List each line in the entries below that contains the string "flag", matching case exactly.

### Outline labeling records
·····

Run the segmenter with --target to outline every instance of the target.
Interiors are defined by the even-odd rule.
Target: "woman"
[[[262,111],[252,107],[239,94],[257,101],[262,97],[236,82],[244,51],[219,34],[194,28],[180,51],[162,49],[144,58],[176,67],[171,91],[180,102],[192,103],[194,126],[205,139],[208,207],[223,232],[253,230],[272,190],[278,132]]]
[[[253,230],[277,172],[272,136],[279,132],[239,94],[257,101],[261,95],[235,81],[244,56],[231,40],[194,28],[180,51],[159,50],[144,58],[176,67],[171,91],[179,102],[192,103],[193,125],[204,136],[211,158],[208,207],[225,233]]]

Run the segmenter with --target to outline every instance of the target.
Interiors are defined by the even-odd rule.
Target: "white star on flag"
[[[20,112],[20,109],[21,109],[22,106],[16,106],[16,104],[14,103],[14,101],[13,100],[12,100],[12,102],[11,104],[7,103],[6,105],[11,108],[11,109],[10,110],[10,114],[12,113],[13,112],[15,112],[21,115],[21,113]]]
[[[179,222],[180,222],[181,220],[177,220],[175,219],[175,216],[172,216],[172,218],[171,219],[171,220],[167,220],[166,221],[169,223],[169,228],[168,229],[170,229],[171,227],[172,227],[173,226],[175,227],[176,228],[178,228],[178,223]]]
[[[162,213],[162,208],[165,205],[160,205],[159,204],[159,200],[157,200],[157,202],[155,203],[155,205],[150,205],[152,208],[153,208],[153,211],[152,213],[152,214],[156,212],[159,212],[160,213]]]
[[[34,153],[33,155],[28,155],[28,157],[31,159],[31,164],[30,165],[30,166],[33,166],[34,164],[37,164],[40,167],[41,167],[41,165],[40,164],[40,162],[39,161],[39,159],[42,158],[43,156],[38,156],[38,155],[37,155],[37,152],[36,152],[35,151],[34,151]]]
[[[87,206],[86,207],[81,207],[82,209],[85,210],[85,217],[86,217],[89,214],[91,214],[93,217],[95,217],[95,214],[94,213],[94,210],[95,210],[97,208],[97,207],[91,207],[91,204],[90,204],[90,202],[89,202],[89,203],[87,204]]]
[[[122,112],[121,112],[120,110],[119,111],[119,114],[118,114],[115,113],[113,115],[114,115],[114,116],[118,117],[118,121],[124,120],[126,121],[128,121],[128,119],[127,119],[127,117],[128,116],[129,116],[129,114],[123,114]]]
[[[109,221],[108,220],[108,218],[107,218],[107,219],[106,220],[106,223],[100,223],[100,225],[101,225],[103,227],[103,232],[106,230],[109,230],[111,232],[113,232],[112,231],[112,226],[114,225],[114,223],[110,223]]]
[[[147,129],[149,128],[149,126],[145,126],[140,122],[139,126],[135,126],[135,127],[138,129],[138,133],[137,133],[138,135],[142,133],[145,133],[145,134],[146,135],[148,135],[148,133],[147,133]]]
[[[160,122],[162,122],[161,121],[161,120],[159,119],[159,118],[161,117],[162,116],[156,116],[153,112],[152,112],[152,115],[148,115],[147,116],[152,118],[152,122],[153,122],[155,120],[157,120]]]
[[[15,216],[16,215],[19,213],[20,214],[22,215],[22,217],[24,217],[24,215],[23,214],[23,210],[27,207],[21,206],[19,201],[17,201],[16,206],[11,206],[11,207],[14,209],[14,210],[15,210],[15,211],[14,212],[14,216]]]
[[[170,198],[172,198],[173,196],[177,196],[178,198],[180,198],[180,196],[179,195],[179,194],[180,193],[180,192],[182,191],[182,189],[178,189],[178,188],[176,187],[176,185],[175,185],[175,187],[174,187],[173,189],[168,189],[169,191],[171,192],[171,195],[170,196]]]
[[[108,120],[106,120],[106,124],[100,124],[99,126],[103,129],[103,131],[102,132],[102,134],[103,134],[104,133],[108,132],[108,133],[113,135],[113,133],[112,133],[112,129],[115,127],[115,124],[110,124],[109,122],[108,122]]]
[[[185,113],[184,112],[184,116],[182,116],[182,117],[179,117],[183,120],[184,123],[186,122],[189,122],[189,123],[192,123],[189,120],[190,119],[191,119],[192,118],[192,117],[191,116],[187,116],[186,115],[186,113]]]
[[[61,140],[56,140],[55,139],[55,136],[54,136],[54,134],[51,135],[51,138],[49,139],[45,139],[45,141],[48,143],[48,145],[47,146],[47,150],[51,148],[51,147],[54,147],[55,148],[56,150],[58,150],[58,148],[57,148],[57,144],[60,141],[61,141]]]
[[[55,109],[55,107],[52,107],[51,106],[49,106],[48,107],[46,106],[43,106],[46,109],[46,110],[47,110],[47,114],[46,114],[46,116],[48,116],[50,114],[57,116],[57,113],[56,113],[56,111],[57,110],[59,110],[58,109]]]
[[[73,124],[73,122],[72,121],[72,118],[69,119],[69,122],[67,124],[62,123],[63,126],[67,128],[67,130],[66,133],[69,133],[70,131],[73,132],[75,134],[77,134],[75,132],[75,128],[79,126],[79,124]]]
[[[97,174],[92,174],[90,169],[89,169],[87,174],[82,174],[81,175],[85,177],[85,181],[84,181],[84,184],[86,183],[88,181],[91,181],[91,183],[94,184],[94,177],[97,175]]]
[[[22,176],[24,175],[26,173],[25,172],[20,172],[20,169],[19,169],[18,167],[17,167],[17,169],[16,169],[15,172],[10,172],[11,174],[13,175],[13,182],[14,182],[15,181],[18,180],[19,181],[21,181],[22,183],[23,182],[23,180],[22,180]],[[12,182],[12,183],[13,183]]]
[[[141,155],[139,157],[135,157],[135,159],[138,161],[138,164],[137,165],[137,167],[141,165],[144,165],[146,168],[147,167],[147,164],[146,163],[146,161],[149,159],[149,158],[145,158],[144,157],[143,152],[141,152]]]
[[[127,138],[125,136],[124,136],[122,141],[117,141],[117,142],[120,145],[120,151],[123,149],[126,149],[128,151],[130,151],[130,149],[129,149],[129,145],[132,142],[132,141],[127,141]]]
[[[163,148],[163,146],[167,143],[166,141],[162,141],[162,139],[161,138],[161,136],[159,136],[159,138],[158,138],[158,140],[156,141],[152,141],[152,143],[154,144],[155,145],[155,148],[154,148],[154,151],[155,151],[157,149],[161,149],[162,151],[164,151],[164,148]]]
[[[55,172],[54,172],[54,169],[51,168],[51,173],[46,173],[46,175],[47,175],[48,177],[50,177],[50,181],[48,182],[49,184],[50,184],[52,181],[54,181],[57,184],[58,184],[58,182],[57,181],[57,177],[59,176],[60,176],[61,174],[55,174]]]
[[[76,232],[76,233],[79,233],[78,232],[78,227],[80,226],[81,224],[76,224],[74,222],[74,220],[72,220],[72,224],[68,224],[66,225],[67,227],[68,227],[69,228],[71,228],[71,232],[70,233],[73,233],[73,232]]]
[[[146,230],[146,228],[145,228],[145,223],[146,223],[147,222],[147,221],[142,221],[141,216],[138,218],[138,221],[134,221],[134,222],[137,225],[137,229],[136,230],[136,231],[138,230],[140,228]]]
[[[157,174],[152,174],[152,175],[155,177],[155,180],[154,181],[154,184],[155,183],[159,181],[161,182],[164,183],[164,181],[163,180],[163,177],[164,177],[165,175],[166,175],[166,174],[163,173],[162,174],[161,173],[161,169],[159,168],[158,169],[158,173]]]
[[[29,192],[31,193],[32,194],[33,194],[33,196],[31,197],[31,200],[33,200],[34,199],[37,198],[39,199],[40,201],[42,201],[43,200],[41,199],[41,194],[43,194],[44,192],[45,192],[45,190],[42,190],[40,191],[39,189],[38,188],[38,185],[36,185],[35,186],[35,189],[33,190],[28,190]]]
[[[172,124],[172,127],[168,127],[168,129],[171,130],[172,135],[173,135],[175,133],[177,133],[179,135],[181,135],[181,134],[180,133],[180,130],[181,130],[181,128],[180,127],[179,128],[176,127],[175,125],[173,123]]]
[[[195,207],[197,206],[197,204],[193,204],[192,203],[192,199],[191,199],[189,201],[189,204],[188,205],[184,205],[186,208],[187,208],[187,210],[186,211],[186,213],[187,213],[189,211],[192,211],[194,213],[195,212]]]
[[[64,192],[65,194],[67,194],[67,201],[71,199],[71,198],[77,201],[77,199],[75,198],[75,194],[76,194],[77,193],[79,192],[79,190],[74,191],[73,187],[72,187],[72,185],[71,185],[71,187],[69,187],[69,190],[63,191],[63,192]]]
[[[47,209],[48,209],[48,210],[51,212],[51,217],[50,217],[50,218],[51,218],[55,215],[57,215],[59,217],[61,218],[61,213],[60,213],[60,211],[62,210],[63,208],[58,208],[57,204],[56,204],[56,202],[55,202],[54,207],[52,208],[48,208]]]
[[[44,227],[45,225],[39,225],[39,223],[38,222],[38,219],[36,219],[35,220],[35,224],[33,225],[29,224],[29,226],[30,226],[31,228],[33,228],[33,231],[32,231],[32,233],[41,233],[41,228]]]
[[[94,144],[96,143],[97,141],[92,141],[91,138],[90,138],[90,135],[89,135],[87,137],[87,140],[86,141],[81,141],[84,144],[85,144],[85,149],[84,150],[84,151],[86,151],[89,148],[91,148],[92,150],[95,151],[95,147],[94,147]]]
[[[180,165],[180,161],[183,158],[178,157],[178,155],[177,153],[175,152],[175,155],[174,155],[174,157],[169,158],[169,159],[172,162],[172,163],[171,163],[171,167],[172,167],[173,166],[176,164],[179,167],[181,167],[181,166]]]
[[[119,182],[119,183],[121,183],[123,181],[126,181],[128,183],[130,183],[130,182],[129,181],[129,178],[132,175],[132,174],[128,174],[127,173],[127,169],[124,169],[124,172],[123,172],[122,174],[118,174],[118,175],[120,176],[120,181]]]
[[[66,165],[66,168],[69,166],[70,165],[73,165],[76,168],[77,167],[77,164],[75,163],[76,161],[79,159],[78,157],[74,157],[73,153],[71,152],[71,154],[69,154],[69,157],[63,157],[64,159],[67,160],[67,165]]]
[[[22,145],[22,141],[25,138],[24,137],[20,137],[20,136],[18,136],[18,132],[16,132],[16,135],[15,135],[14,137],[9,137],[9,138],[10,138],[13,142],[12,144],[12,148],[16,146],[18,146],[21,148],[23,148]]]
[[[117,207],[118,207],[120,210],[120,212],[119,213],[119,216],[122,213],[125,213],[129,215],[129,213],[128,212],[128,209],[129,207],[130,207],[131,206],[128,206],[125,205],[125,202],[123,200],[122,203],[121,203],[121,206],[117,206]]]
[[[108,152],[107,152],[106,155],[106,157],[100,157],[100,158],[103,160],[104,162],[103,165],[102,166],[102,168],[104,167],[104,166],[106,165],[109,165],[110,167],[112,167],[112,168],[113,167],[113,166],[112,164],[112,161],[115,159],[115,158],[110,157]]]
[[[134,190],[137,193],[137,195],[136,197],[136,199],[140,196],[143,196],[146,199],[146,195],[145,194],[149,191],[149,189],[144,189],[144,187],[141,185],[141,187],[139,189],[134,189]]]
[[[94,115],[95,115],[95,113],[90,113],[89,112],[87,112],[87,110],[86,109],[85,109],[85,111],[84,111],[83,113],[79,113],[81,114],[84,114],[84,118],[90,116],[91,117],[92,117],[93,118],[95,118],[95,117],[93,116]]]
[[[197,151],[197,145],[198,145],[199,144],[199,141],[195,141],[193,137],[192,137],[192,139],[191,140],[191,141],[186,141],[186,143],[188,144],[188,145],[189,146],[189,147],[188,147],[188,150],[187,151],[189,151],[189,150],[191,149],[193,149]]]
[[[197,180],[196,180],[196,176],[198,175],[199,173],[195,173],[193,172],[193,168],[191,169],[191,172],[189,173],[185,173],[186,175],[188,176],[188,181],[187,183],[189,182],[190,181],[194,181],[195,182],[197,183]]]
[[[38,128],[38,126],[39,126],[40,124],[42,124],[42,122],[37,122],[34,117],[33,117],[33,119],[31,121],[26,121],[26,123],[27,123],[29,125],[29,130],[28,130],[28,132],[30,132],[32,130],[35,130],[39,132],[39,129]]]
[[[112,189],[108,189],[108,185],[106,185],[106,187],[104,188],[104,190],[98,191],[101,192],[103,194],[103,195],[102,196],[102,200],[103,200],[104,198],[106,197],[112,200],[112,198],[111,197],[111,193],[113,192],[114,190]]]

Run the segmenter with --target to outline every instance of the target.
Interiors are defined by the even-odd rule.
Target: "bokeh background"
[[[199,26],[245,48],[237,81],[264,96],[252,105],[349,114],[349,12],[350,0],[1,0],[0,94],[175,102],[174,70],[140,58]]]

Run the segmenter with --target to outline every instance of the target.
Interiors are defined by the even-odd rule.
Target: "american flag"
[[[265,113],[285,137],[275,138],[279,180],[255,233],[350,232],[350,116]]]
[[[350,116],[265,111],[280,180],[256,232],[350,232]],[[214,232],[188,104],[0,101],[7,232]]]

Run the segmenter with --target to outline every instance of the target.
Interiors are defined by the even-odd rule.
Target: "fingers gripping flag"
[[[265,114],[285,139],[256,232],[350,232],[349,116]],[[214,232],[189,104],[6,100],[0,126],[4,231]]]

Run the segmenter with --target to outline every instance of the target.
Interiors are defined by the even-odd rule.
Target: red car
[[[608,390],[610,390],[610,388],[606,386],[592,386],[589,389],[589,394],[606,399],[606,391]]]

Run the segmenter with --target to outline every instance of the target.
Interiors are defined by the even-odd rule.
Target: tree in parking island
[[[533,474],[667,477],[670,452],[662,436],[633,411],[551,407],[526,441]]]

·····

### Full output
Target: "white star on flag"
Target: "american flag"
Target: "fingers gripping flag"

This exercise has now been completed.